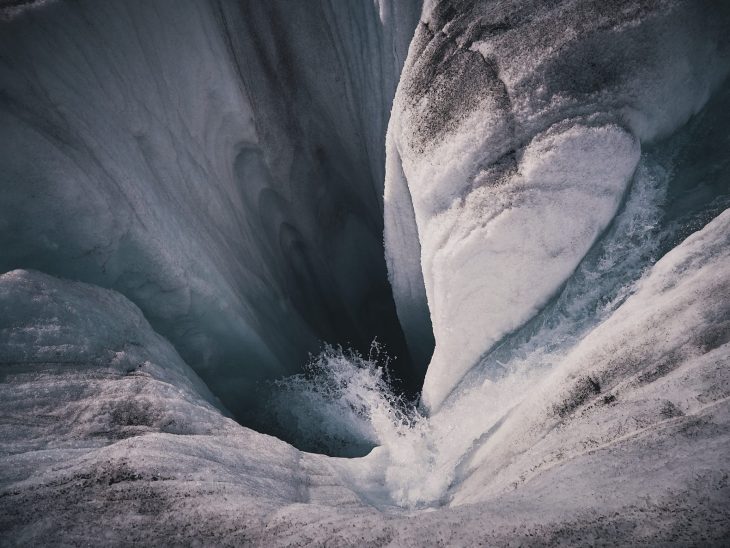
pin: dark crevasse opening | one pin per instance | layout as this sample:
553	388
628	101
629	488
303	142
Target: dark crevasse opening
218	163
==
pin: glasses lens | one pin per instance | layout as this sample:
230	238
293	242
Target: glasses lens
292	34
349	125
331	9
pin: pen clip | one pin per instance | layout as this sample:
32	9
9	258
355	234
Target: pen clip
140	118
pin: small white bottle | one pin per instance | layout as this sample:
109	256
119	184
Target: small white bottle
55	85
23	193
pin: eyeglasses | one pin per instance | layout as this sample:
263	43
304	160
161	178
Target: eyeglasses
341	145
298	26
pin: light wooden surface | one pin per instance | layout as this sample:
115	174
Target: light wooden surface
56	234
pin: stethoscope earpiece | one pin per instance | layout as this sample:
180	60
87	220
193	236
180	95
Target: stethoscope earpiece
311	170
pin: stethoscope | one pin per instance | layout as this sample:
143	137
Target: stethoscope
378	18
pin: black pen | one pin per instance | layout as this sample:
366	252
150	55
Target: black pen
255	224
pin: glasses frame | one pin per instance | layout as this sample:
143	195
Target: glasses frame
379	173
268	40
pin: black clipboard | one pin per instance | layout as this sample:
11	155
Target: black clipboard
* * *
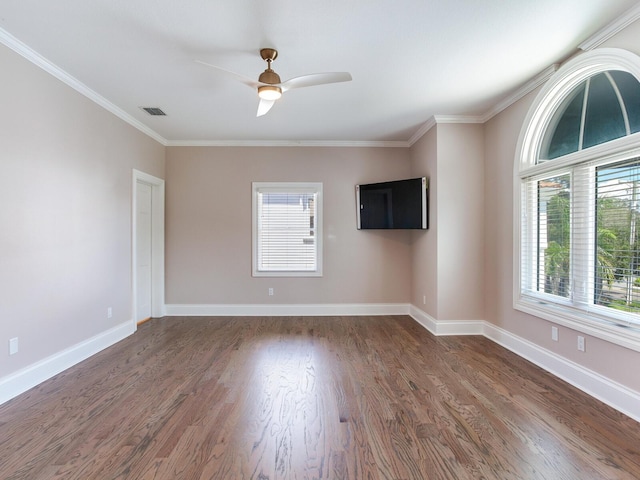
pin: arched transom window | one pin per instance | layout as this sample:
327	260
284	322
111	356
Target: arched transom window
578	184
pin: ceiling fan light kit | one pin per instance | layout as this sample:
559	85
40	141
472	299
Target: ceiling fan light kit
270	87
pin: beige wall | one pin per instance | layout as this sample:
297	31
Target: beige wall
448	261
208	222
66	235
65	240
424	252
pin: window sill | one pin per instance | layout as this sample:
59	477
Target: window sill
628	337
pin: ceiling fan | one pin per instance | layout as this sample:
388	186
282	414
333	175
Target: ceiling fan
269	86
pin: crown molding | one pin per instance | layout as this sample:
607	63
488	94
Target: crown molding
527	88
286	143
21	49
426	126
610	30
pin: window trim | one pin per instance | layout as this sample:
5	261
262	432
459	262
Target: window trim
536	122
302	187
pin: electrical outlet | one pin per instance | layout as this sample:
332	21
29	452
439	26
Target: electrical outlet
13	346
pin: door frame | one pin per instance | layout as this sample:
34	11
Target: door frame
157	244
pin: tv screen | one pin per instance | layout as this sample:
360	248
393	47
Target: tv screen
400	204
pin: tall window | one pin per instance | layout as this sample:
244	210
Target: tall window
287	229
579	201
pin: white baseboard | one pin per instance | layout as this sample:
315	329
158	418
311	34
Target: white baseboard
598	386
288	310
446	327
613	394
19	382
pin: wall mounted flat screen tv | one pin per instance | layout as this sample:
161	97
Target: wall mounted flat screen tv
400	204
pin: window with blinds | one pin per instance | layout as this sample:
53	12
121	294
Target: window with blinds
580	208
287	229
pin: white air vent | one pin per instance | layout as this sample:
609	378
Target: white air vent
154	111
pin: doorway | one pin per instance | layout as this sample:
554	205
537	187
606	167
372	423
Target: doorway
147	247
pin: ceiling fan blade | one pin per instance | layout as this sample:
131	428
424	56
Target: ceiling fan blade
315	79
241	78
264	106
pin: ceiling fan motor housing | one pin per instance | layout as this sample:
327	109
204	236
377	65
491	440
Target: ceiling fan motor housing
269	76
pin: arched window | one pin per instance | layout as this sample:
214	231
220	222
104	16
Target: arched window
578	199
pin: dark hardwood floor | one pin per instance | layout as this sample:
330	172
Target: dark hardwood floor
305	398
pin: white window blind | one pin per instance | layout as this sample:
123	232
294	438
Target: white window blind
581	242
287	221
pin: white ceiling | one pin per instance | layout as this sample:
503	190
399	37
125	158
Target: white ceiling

THE REQUEST ::
Convert the stretch of records above that starts with the line containing "pin: doorway |" and ends with the line containing "Target: white ceiling", both included, into a JSON array with one string per line and blank lines omitted.

EXERCISE OUTPUT ::
[
  "pin: doorway | one pin per instance | layout as this sample:",
  "554\t205",
  "537\t187",
  "606\t167",
  "372\t423",
  "Target: doorway",
  "147\t247",
  "pin: ceiling fan blade | one pin per instance | layout as this sample:",
  "131\t428",
  "424\t56",
  "Target: ceiling fan blade",
  "315\t79",
  "241\t78",
  "264\t106",
  "pin: ceiling fan motor housing | one pin per instance | layout as this sample:",
  "327\t109",
  "204\t236",
  "377\t65",
  "491\t440",
  "Target: ceiling fan motor housing",
  "269\t76",
  "pin: arched window | one pin per instance | layout as this sample:",
  "214\t231",
  "220\t222",
  "104\t16",
  "Target: arched window",
  "578\t199",
  "pin: dark hardwood floor | one pin per instance | layout as this sample:",
  "330\t172",
  "Target: dark hardwood floor",
  "305\t398",
  "pin: white window blind | one pin per instance | layout as this sample:",
  "123\t232",
  "294\t438",
  "Target: white window blind",
  "581\t242",
  "287\t221",
  "pin: white ceiling | one pin per instance | layout as this sample:",
  "503\t190",
  "399\t37",
  "125\t158",
  "Target: white ceiling"
]